### EXCERPT TO READ

# Vittoria Rubino Pro vs. Spec All Condition Armadillo Elite vs. Conti Gatorskin?



## zuuds (Nov 23, 2009)

I'm looking for a folding 25c tire with good puncture protection. I'm considering the Specialized All Condition Armadillo Elite (120 TPI, 305g, $60) the Vittoria Rubino Pro (150 TPI, $45, 235g), and Continental Gatorskin (180 TPI, $60, 250g). Any others I ought to be considering? 

I ride crappy roads and seem to encounter a lot of glass. Any thoughts on which of these three tires has the best puncture resitance?


----------



## Oldteen (Sep 7, 2005)

I love the RP's which roll much better than the Armadillos or Gatorskin, but puncture resistance is less. Not that RP's are delicate, but A & G are some of the most durable road tires going.


----------



## NealH (May 2, 2004)

The All-Condition Armadillo Elite is suppose to be a good tire. I have not ridden one yet though. I am riding Continental 4000 in 25mm pumped to 80# and have no issues with flats - not to mention a sublime ride quality. But I'm sure its more prone to flats than the Armadillo. And the 4000 certainly won't last as long. 

I have previously owned the standard All-Condition tires and liked them. The Vittorias that I have owned were nice tires too, though I have not owned the RP.


----------



## Uprwstsdr (Jul 17, 2002)

I rode the Rubino Pro Techs and liked them very much. No experience with the other brands. I have a fear of Continentals, which may be completely unjustified, that they are a ***** to mount. 

Also, another consideration are Bontrager X Lite AC's. I know that Bontrager components don't get much love, in fact the only reason I ended up on them was because they were the only 25c tires at the shop, and that was because they had been traded out of a customers bike. I was very happy with them. They rode well, lasted me over 2500 miles and not a single flat. 

BTW, I am currently on Fortezza Tri-comps for purely aesthetic reasons. Very happy with them, but they are more tire than I need.


----------



## Frankie13 (Feb 11, 2007)

Sorry, I did overlook you are looking for folding tire.


----------



## kbiker3111 (Nov 7, 2006)

The RP's aren't in the same class as the other two. The RP ride nicer and weigh less than the other two, but doesn't have the same flat protection. Once I cut an Armadillo a good 1/2" across the tire, all the way through the rubber but the casing was still intact and I got 400 more miles on it. Probably could have ridden another thousand. Another time I got a roofing nail stuck in the crown of one and kept riding it for another 3 miles (click click click, as the nail hit the pavement on ever revolution). The Spec also run a little big, my 23's are definitely more like 24's.


----------



## zuuds (Nov 23, 2009)

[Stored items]

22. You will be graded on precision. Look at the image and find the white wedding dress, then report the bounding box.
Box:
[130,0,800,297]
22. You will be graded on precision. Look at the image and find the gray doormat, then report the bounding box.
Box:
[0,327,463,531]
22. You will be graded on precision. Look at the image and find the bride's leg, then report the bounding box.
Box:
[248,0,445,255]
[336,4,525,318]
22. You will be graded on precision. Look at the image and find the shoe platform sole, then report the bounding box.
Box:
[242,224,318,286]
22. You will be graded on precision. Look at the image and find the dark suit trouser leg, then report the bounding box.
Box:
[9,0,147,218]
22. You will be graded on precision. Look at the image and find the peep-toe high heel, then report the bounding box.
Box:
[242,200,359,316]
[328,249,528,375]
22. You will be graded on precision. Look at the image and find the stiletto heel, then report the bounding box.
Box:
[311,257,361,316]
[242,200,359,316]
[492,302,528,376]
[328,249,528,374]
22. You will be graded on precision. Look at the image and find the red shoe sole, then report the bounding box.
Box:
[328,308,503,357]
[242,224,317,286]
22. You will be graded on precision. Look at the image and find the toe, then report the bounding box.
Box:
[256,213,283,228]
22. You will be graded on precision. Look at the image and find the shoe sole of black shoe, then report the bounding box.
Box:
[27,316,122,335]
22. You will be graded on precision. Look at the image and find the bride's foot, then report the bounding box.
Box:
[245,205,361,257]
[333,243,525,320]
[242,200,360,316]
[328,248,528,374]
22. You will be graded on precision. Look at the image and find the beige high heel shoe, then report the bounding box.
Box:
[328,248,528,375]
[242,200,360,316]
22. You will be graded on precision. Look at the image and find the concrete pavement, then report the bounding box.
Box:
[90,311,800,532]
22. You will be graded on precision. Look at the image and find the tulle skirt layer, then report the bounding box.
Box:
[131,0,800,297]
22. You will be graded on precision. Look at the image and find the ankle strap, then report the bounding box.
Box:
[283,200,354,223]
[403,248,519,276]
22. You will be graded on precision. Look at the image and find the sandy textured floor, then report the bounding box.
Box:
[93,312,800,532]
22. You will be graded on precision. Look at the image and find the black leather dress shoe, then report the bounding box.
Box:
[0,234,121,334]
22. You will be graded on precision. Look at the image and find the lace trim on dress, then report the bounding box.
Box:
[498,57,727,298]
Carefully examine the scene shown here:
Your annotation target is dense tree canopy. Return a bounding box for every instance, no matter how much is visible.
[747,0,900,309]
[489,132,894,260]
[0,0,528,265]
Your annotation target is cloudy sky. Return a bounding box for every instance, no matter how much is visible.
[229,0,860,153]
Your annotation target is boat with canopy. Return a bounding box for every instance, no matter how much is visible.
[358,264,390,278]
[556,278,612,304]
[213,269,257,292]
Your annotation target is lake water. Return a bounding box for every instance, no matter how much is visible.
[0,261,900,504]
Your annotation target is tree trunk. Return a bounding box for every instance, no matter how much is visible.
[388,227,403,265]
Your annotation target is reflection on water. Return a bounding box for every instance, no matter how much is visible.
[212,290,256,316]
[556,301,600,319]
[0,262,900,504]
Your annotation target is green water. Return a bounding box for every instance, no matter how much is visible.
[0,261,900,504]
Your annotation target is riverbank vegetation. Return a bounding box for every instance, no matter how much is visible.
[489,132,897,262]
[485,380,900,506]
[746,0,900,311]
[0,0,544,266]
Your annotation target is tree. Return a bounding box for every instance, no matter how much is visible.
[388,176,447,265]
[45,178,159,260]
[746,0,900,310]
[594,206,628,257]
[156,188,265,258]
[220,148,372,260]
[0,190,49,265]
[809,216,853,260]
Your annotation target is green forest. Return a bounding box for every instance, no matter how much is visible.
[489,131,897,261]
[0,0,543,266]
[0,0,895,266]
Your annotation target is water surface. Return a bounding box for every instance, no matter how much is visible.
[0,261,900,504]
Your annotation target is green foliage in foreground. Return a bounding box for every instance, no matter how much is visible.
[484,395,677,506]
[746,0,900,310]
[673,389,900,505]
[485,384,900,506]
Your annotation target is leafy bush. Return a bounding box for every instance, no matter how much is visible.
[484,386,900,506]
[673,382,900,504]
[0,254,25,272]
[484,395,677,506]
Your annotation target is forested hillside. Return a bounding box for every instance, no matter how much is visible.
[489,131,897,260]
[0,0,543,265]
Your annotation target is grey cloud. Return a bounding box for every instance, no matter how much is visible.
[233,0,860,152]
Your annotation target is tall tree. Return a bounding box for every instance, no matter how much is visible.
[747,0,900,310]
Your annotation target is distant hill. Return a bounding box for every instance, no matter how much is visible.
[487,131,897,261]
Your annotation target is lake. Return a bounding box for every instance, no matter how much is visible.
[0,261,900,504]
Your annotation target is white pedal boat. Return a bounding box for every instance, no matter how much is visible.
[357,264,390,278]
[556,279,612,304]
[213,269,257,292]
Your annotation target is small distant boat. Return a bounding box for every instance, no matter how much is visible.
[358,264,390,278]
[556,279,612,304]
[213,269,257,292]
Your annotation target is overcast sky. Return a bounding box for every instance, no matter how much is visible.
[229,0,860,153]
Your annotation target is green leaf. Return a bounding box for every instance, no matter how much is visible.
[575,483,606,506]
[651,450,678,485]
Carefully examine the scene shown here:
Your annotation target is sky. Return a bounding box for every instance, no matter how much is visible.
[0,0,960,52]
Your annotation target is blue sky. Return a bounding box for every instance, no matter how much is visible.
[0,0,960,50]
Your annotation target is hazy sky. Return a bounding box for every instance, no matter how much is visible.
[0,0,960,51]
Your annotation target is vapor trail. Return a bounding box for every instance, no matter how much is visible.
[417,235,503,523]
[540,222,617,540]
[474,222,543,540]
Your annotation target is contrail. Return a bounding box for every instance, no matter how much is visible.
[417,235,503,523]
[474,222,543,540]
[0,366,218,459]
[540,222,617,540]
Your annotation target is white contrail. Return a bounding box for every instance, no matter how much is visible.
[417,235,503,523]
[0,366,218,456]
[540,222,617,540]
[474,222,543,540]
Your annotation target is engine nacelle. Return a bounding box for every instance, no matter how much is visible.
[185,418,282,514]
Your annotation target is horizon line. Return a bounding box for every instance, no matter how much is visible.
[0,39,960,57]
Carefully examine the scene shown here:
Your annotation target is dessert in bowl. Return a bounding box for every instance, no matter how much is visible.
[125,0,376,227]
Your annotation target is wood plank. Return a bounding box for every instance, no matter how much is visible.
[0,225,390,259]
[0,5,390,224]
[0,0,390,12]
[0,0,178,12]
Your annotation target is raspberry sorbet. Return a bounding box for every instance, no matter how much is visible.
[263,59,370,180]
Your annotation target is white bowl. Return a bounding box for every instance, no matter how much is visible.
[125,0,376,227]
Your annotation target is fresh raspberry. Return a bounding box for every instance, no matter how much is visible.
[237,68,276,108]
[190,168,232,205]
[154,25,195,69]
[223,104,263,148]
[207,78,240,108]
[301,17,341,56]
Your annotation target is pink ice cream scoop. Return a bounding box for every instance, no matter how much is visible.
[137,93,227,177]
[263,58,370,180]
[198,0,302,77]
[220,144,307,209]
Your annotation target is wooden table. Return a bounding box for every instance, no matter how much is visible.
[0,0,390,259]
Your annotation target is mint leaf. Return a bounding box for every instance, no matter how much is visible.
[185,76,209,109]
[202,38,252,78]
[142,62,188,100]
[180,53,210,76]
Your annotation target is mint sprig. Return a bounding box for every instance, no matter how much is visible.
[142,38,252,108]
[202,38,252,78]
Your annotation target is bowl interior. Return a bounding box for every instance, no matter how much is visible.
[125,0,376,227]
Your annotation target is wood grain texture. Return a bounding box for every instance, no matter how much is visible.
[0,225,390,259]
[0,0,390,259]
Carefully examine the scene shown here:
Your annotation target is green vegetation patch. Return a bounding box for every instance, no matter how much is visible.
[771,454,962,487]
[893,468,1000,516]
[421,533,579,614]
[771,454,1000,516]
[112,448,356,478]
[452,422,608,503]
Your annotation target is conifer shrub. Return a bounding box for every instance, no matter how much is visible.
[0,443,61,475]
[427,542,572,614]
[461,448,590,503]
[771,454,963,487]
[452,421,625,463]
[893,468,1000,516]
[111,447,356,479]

### EXERCISES
• 1. In the bike tire thread, how far did the Bontrager X Lite AC's last, and how many flats did they have?
• 2. Pick up the bike tire thread where it stops and write the next part.

### RESPONSES TO THE EXERCISE
• 1. They lasted over 2500 miles without a single flat.

• 2.
I crossed off the Vittoria's off my list since they don't have the same level of puncture protection as the AC's or G's. I read some more reviews on those tires, and it seems that every reviewer that has ridden both the AC and the G says the G is better, so I decided to go with a set of the new Conti Gator Hardshell 25C tires. 

When I mounted one up, it didn't look any wider than my existing Spec All Condition Elite 23C tire, so I measured them. Interestingly, the Conti tire measured 23.5mm wide, and the Spec tire was 24.5mm. Haven't had a chance to ride yet.


----------



## bikerneil (Nov 3, 2007)

I prefer 25's as well (and occasionally even ride 28's). I have ridden all three tires and the Rubino is by far the most supple and comfortable of the three. With the supple and better ride comes less wear resistance and less ability to fight off thorns etc that cause flats. 

I like the Rubino Pro best. I find the others to be too "harsh". IMO.

I am actually due for a new set and I cannot find the white ones that are 25mm's. Anyone know where you can still get them (white 25's)???

Thanks


----------



## Bridgey (Mar 26, 2003)

I found the Rubino Pro's cut too easily. The type of rubber is hard and basically lasts forever, but the trade off is it splits easier. I've tried Gatorskins. Terrible in the wet. Lasts awhile, but square off. I wasn't happy with either. So I tried Michelin Krylions. Love them. Fast, long lasting and don't cut too easily.


----------



## Kristatos (Jan 10, 2008)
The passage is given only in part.